Complete the following:
[A] In the passage on Medicare below, why does the speaker say that cutting the price of prescription drugs leads to no new drugs coming on line?
[B] Carry on the passage on Medicare below, starting after its last sentence.

-------- Extract --------

What is the No. 1 problem a new Medicare recipient has today? The No. 1 problem new Medicare recipients have today is finding a doctor who will care for them, who will take their Medicare. That is their No. 1 problem. If you think we can take this tremendous unfunded liability and continue to cut--I am not against, as a physician, physicians taking a 5-percent or 6-percent pay cut under Medicare today. I am not against that. But if you think we can continue to do the savings we are going to have to get out of Medicare by doing that, you will not have anybody taking care of Medicare patients because they will not be able to afford to. Those payments to the physicians are less than 30 percent of the total payments of Medicare.

Then they transfer over to the hospitals, so we are going to cut what we pay to the hospitals. Some hospitals can afford that, some cannot. What happens when the hospitals that cannot afford that close? Where do you get your hospital care? Prescription drugs--we are going to cut the price of prescription drugs. Consequently, no new drugs are coming on line because of the rate of return for the billion dollar cost that it is for any new drug just to get it through the FDA. All of a sudden the things you count on are not there.

Let me mention the second way the President would have us control. That is they have what is called an Innovation Council, under the Affordable Care Act. What is that purpose? The purpose of the Innovation Council is to decide whether Medicare can afford new innovation in medicine to be offered to Medicare patients. That is the same thing as saying: Here is a new drug, it will cure your breast cancer, but we don't think we can afford it so therefore it is not available under Medicare. One is direct rationing; the other is indirect rationing. But the fact is we cannot fix Medicare by rationing. You will not fix it that way. What you will do is limit care and limit access--similar to what we have under Medicaid.

If you look at the trustees' report on Medicare, what they are saying will have to happen is that the reimbursement rates under Medicare will end up being lower than the reimbursement rates under Medicaid. That is the answer they have right now.

That is not a good answer. No American thinks that is a good answer. My colleagues on both sides of the aisle do not think that is a good answer. But that is where we are sitting.

-------- Data to examine --------

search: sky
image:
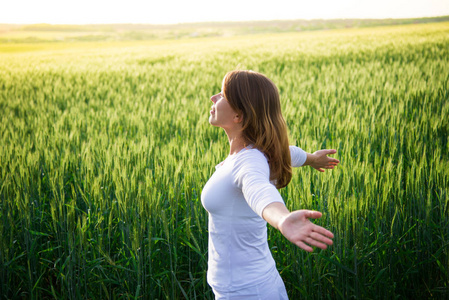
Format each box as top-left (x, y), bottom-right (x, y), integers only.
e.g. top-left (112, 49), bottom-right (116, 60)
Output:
top-left (0, 0), bottom-right (449, 24)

--------

Results for each task:
[A] Cutting drug prices lowers the rate of return. That return would not cover the billion-dollar cost of getting any new drug through the FDA.

[B]
I make the point if we do not address Medicare and if we do not address Medicaid and if we do not fix Social Security--and it is true, if Congress had not stolen the $2.6 trillion from it and it was sitting in an account, we would be in pretty good shape. We would make it another 30 years. But there is a problem in terms of paying back that money. Congress stole the money, spent it, and it is not there. So for us to get the $2.6 trillion to keep it going until 2036 we have to borrow more money. We have to borrow that $2.6 trillion. The problem is we are at a debt limit now and we are getting very close to the time when people are going to quit loaning us money.

We can fix Social Security where it is for sure as available as it is today--actually we can make it better for the poorest Americans. We can actually make it better and we can assure that it is going to be working forever. But that requires change. The political dynamic says don't, you can't touch Social Security.

How fair is that? How fair is not fixing Medicare, not fixing Medicaid, and not fixing Social Security to those who follow us? I am the grandfather of five great-grandkids, wonderful kids; I love them to death. I raised three daughters--actually my wife did most of that hard work and that is why they turned out well. But the fact is, the relationship with your children is a special relationship, but it does not get close to comparing to the relationship to your grandkids. There is not anything I wouldn't do for my grandkids and they kind of know it. They have not taken advantage of it yet, but they know it.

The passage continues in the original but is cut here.